The task ▸ Every line in the entries that holds the word "metal" counts toward the answer, which should be a single number.

Available data ▸

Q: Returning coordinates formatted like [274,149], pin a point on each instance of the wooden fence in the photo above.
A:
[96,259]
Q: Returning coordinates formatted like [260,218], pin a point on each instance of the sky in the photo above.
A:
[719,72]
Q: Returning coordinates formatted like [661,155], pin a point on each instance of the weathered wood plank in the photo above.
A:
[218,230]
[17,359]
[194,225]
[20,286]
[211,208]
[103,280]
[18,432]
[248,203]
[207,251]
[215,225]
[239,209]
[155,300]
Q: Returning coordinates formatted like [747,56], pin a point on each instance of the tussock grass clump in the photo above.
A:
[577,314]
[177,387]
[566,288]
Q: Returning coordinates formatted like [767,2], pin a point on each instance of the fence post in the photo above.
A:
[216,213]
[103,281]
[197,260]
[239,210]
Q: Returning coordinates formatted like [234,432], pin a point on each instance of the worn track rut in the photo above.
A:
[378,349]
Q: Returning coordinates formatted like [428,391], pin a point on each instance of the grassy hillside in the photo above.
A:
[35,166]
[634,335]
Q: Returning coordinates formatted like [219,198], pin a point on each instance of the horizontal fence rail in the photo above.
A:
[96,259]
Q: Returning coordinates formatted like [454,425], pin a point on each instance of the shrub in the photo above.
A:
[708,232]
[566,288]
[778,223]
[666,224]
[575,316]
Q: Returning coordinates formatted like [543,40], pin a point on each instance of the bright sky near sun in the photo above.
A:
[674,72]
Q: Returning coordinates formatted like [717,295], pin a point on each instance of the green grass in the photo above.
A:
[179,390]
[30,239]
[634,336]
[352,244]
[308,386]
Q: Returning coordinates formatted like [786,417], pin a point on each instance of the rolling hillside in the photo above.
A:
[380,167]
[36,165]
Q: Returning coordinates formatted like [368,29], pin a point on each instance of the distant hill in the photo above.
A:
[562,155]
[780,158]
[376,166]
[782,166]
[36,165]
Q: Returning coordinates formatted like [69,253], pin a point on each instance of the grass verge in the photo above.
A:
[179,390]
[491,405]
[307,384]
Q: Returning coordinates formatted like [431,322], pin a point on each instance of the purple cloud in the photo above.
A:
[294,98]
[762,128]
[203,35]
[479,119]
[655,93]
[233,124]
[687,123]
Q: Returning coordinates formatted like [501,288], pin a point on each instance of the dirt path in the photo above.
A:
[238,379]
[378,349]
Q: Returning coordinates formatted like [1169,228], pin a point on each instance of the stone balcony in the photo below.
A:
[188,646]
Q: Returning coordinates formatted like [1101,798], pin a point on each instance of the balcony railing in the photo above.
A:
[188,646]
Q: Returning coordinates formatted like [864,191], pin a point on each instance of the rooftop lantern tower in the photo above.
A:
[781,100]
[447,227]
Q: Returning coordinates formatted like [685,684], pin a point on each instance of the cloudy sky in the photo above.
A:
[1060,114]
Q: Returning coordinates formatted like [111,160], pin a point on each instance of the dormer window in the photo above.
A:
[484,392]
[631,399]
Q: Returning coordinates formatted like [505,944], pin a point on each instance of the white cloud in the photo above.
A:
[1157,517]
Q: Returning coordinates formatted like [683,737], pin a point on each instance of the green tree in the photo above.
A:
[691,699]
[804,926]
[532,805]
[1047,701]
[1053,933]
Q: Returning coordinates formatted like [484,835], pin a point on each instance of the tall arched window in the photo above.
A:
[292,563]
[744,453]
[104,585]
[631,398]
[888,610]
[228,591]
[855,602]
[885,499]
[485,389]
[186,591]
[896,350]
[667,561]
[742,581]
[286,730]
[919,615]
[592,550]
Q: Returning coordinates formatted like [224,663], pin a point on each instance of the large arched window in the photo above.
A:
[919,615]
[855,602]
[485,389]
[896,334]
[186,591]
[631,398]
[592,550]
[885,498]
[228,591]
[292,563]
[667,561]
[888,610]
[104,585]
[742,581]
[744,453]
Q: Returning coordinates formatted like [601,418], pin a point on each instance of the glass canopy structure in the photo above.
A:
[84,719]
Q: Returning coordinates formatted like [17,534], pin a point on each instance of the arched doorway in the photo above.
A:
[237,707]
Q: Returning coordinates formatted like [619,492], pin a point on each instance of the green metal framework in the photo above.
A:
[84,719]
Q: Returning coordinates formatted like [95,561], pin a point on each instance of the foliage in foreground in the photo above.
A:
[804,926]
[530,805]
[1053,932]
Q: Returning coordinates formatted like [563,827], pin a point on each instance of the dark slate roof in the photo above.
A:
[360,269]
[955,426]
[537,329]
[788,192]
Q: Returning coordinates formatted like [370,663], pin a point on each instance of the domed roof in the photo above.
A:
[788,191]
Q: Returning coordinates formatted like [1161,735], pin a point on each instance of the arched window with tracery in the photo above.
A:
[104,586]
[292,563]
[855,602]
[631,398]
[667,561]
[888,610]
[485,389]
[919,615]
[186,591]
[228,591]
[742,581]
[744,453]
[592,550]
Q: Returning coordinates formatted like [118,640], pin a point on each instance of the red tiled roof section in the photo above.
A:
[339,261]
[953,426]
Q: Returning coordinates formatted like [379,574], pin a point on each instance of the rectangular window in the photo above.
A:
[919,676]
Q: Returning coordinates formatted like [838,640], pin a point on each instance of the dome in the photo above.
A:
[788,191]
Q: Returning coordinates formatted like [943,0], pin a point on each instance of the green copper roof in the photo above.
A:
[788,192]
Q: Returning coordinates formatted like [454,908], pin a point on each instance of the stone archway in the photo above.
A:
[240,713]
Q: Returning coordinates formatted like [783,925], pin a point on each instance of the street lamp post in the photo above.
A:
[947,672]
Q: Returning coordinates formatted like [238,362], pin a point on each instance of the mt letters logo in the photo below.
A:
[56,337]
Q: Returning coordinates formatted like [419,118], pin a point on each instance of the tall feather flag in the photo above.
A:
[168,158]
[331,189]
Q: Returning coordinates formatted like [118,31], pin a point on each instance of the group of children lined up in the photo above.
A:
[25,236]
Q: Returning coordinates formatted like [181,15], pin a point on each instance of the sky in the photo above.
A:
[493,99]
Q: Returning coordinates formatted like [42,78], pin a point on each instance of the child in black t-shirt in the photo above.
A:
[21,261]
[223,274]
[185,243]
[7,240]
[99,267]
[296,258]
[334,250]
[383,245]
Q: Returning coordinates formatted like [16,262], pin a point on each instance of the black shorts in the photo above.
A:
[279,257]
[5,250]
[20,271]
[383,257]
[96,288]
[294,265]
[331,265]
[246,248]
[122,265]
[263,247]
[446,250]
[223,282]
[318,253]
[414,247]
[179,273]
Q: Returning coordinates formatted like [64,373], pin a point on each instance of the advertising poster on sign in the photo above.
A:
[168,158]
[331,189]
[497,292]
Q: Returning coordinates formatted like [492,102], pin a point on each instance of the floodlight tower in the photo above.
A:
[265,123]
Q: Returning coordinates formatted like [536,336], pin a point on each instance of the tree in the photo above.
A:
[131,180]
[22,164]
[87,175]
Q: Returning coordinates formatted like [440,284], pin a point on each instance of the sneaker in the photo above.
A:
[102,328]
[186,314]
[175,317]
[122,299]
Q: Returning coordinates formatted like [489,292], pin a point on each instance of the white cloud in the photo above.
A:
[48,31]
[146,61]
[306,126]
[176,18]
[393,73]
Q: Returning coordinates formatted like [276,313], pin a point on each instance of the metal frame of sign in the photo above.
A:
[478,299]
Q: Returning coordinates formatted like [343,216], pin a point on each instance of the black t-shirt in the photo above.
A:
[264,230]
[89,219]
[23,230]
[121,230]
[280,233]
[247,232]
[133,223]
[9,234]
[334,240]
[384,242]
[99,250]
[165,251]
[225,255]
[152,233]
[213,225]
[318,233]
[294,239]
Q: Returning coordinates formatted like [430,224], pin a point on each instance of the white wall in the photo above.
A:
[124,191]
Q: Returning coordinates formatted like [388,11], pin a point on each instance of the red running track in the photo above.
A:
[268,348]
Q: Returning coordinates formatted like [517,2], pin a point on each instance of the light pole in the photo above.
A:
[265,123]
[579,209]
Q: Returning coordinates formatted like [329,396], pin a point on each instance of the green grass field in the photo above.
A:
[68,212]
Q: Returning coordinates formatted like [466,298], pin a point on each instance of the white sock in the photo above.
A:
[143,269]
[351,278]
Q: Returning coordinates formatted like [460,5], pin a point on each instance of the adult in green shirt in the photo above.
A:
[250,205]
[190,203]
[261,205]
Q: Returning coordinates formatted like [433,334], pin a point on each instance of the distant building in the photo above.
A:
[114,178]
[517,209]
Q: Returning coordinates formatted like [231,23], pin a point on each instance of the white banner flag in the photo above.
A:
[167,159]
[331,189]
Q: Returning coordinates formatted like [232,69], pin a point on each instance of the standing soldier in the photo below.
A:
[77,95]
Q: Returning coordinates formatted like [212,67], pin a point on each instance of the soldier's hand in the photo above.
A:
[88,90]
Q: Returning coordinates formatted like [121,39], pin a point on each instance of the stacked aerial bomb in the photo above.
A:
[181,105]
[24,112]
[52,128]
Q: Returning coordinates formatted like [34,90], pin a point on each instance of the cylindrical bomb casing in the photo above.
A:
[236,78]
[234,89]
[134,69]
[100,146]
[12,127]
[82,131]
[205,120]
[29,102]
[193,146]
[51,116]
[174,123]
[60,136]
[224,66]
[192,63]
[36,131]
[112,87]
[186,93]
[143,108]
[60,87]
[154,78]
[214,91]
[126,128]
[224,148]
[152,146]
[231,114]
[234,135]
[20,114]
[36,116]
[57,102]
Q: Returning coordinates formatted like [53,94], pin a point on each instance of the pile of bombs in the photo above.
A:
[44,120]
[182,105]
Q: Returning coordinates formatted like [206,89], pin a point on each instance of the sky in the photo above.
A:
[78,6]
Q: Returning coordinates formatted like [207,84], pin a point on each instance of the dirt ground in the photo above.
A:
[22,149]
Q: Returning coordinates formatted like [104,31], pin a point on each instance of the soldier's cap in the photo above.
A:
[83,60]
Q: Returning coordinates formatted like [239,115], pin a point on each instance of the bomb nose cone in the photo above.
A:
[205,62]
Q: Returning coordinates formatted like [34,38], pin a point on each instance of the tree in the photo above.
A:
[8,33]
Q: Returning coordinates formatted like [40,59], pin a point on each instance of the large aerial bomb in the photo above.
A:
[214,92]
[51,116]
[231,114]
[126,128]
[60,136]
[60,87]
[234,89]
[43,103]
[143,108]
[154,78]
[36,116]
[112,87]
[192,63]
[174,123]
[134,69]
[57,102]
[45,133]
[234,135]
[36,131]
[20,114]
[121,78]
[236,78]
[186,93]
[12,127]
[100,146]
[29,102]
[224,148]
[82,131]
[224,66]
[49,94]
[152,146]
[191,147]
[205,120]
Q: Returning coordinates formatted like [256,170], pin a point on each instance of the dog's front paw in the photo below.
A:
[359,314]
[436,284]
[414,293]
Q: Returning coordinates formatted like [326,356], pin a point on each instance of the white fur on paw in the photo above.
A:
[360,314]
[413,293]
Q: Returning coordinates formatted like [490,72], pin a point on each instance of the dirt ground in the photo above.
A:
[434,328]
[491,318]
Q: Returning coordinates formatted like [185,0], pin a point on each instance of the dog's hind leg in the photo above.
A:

Answer space ▸ 2